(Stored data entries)
□ □ □ □ □
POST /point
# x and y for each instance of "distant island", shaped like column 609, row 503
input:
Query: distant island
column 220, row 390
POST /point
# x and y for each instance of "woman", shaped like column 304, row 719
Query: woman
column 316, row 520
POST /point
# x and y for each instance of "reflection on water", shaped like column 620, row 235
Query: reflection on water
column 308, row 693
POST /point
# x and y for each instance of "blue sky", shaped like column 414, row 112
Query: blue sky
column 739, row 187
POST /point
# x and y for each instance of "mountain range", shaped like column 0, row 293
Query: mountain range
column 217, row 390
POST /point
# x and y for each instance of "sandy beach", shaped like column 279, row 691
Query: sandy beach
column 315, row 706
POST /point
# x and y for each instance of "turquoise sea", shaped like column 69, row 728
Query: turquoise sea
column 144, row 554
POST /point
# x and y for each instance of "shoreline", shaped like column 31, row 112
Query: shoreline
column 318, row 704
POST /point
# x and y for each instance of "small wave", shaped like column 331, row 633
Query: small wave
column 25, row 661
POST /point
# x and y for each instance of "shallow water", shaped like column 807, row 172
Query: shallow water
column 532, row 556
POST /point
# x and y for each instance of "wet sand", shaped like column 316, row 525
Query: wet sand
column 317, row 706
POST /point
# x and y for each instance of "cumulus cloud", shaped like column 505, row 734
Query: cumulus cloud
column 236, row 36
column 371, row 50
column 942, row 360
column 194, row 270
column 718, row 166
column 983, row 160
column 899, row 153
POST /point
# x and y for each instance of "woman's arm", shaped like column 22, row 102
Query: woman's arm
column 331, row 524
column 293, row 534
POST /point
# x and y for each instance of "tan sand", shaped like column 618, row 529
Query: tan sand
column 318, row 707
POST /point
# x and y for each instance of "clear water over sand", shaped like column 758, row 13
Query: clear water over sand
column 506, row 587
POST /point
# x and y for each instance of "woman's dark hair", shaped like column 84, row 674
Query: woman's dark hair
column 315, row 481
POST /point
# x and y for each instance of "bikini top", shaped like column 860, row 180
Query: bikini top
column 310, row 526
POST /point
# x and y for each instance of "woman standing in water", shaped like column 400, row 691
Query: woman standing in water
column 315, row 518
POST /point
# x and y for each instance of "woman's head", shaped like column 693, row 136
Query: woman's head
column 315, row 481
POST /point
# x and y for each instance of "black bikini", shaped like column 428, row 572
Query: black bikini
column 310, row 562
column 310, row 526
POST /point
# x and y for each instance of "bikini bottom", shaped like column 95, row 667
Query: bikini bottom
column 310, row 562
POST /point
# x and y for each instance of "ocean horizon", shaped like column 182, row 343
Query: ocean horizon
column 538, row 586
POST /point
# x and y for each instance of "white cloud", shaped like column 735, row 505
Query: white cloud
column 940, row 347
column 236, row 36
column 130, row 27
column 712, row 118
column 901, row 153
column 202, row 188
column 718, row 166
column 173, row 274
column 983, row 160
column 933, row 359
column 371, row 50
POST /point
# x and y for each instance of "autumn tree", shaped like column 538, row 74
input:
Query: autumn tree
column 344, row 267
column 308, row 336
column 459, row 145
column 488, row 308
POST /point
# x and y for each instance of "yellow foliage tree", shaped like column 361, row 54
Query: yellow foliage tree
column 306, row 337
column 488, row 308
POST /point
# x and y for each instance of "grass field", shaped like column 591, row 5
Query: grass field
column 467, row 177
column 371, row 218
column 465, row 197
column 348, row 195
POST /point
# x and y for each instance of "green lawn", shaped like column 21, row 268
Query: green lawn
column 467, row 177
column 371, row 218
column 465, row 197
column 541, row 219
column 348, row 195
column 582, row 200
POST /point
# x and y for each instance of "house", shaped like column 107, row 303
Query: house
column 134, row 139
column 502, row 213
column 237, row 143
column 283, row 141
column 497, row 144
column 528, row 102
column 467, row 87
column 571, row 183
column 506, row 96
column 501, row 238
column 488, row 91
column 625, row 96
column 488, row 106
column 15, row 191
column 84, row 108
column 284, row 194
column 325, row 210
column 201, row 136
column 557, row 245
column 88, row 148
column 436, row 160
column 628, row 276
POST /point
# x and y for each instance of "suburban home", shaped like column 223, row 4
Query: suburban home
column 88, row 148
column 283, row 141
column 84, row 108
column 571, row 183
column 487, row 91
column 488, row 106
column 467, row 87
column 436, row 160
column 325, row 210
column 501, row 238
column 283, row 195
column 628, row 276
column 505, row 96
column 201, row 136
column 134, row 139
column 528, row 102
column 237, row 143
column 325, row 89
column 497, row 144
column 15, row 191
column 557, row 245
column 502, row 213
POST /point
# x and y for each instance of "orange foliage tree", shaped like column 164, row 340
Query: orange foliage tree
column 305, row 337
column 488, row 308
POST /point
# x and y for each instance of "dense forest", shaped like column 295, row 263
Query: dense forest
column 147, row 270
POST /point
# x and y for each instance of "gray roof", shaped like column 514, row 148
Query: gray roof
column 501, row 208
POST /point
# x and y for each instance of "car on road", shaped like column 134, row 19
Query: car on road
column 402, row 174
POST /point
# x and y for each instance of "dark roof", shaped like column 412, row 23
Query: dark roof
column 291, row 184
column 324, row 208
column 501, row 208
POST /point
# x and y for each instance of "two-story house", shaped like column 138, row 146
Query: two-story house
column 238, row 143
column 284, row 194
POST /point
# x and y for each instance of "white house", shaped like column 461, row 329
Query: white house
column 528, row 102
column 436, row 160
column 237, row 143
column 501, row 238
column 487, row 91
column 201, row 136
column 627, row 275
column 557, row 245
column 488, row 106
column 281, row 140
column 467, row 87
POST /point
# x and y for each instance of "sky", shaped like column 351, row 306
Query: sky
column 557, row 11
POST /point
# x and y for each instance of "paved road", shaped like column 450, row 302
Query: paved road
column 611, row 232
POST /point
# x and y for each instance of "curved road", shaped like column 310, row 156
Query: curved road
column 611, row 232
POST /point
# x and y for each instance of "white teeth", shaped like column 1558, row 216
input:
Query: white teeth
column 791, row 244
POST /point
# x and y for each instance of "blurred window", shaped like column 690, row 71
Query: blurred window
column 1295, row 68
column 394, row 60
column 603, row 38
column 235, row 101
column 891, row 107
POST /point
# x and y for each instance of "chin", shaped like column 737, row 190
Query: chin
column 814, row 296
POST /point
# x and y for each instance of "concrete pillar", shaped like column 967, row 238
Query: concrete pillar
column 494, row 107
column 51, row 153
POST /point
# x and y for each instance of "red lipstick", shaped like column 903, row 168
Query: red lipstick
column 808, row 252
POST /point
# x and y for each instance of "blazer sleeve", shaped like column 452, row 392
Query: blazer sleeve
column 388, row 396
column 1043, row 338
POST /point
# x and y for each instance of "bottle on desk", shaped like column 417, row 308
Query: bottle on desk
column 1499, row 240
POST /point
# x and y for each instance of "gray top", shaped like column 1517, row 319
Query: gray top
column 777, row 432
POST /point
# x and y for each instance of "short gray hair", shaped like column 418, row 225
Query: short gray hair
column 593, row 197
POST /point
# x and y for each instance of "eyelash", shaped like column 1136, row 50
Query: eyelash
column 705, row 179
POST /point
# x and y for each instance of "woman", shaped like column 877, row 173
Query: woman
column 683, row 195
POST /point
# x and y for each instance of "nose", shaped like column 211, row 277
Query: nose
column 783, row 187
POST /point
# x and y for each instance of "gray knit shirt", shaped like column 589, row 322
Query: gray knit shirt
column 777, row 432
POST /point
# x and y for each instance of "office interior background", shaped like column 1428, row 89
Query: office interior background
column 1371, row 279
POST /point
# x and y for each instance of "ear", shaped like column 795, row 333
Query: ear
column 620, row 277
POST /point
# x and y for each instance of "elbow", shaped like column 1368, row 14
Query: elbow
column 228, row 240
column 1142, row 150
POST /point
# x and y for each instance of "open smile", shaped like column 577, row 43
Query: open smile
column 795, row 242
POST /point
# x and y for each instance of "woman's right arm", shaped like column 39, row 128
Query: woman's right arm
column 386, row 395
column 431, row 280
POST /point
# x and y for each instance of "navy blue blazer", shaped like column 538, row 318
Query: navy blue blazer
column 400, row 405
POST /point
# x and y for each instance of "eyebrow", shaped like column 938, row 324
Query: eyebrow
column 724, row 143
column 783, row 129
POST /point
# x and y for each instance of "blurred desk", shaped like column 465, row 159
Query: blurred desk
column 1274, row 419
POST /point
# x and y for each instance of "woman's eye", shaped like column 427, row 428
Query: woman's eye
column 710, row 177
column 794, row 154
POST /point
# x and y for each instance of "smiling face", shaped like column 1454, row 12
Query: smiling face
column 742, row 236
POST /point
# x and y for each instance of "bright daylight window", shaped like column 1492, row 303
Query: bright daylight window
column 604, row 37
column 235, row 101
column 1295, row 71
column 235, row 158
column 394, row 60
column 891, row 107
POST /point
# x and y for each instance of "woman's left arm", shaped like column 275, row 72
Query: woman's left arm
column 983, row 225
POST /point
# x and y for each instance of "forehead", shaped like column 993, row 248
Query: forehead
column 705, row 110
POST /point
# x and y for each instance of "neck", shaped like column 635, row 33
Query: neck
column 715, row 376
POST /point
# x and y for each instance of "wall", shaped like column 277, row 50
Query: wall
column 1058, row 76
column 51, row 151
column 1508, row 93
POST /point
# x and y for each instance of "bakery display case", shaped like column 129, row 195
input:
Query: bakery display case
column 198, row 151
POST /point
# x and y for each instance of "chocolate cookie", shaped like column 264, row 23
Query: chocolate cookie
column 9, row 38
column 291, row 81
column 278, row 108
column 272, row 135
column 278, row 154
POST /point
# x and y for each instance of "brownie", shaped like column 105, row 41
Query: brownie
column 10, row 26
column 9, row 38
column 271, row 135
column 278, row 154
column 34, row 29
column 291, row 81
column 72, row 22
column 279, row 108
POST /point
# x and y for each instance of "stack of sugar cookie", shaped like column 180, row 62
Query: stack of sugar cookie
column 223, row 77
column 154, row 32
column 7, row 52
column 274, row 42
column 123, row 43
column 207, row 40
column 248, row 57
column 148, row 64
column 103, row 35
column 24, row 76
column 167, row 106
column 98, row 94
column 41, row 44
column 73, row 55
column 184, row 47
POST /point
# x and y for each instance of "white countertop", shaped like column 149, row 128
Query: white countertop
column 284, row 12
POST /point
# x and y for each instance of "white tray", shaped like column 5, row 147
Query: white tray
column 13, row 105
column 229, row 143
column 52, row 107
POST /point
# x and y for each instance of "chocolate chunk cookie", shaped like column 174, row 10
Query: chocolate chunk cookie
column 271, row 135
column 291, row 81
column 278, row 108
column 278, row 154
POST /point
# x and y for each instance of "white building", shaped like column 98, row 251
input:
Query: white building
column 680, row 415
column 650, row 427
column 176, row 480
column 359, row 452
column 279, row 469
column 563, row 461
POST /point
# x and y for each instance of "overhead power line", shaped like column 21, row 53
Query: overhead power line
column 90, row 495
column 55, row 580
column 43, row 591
□ □ □ □ □
STATED GOAL:
Output the listing as a numbered list, running from its first line through the line containing "column 318, row 704", both lines included and blank lines omitted.

SOLUTION BELOW:
1. POST /point
2. # x and y for each instance of "distant island", shaped like column 609, row 503
3. input:
4. Query: distant island
5. column 220, row 390
6. POST /point
7. # x and y for each instance of "woman", shaped like column 304, row 719
8. Query: woman
9. column 316, row 520
10. POST /point
11. # x and y for each instance of "reflection on water", shaped like column 620, row 235
12. Query: reflection on water
13. column 308, row 693
14. POST /point
15. # x and y for each instance of "blue sky", shaped like column 414, row 112
16. Query: blue sky
17. column 739, row 187
18. POST /point
19. # x and y for each instance of "mountain range", shaped like column 0, row 293
20. Query: mountain range
21. column 217, row 390
22. POST /point
23. # x and y for each instance of "sandy beach", shaped like column 279, row 691
24. Query: sandy beach
25. column 315, row 706
26. POST /point
27. # x and y for each instance of "turquoise sea", shaped like column 69, row 728
28. Query: turquoise sea
29. column 144, row 554
30. POST /point
31. # x and y for each instance of "shoreline", shaped like column 31, row 112
32. Query: shoreline
33. column 318, row 704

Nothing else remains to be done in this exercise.